Selected text:
########

The Department of Energy’s nuclear cleanup branch should not see a significant near-term decrease in its budget for the Savannah River Site in South Carolina because control of the federal complex is being transferred to the National Nuclear Security Administration, a budget and planning official said last week.
“Most of our funding is for liquid waste and operation of H Canyon,” and those two things are not going to change, Steve Trischman, head of budget and planning for DOE’s Office of Environmental Management, told members of DOE’s Environmental Management Advisory Board Dec. 1.
Trischman’s remarks came during a hybrid meeting of the advisory board, which originated from New Orleans.
Trischman was asked if the Environmental Management budget at the Savannah River Sites, roughly $1.6 billion in fiscal 2022 and more than $1.7 billion sought by President Joe Biden’s administration for fiscal 2023, could slip dramatically, to below $1 billion after the National Nuclear Security Administration (NNSA) takes over in 2025.
The Environmental Management budget at Savannah River “would not substantially change” in the short term after the transfer of responsibility occurs, Trischman said. The details of the transfer are still being worked out, DOE has said.
The nuclear-weapons agency has been playing a larger role at the Savannah River Site in recent years and in 2018 said it would rely on the complex along the Georgia border to make most of its new plutonium pits used in nuclear weapons cores.
The current landlord contractor, Fluor-led Savannah River Nuclear Solutions, recently received a contract extension that could keep it around through September 2027.
DOE’s Office of Environmental Management expects to be winding down its liquid waste cleanup program at Savannah River by the late 2030s, although other remediation work would continue.

########

Directions:
Echo the part of the Savannah River Site budget article from "The nuclear-weapons agency" up to and including "work would continue.".

(Records from a data source)

########

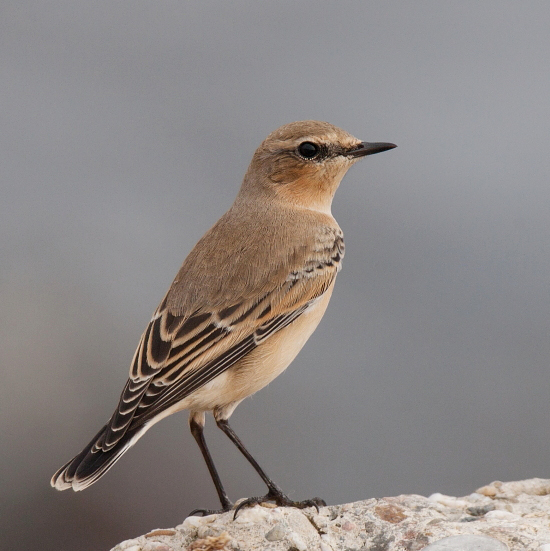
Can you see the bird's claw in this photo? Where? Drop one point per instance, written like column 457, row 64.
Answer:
column 281, row 500
column 206, row 512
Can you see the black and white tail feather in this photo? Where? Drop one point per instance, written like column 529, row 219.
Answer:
column 178, row 354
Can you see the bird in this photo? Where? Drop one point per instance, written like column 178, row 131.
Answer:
column 245, row 301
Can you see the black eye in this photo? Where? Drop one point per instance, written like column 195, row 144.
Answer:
column 308, row 150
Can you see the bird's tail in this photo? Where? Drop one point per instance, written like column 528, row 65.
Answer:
column 93, row 462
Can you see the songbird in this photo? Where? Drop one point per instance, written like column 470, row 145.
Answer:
column 244, row 303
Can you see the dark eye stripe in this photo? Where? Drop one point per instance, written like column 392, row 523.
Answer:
column 308, row 150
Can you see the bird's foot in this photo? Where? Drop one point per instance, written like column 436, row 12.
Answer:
column 205, row 512
column 281, row 500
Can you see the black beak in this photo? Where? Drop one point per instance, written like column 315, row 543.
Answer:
column 365, row 148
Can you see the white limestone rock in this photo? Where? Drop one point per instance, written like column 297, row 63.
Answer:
column 504, row 515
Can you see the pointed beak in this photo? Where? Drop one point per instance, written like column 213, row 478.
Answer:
column 365, row 148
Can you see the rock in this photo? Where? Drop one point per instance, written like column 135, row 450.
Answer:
column 467, row 543
column 276, row 533
column 497, row 517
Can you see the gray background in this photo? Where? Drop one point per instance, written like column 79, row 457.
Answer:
column 126, row 128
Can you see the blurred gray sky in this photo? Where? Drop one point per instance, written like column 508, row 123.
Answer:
column 126, row 129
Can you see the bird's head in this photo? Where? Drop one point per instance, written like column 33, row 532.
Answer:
column 303, row 162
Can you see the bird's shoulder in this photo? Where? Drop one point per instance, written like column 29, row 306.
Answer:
column 252, row 251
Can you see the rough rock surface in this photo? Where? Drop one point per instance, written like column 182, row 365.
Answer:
column 516, row 514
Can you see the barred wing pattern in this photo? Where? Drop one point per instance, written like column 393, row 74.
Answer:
column 178, row 354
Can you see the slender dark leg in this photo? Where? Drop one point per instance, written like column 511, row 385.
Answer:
column 275, row 493
column 197, row 432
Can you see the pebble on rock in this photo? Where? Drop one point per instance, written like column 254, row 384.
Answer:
column 276, row 533
column 467, row 542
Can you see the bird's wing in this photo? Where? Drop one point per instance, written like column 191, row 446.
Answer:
column 178, row 354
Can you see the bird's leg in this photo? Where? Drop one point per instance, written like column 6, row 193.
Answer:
column 274, row 492
column 196, row 424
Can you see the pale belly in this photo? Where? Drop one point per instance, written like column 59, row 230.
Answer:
column 259, row 367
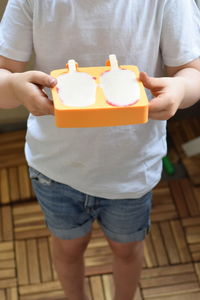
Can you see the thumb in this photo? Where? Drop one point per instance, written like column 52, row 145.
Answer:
column 41, row 78
column 151, row 83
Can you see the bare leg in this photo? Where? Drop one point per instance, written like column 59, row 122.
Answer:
column 69, row 264
column 127, row 266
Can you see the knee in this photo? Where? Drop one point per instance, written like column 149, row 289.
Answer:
column 128, row 252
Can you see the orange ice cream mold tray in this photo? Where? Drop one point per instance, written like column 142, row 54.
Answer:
column 101, row 113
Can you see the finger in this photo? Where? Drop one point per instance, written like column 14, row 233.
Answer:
column 41, row 79
column 151, row 83
column 161, row 116
column 160, row 103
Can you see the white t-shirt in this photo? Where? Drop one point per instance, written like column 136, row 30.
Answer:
column 111, row 162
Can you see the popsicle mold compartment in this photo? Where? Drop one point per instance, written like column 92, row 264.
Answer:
column 108, row 95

########

Task output:
The nuclear-weapons agency has been playing a larger role at the Savannah River Site in recent years and in 2018 said it would rely on the complex along the Georgia border to make most of its new plutonium pits used in nuclear weapons cores.
The current landlord contractor, Fluor-led Savannah River Nuclear Solutions, recently received a contract extension that could keep it around through September 2027.
DOE’s Office of Environmental Management expects to be winding down its liquid waste cleanup program at Savannah River by the late 2030s, although other remediation work would continue.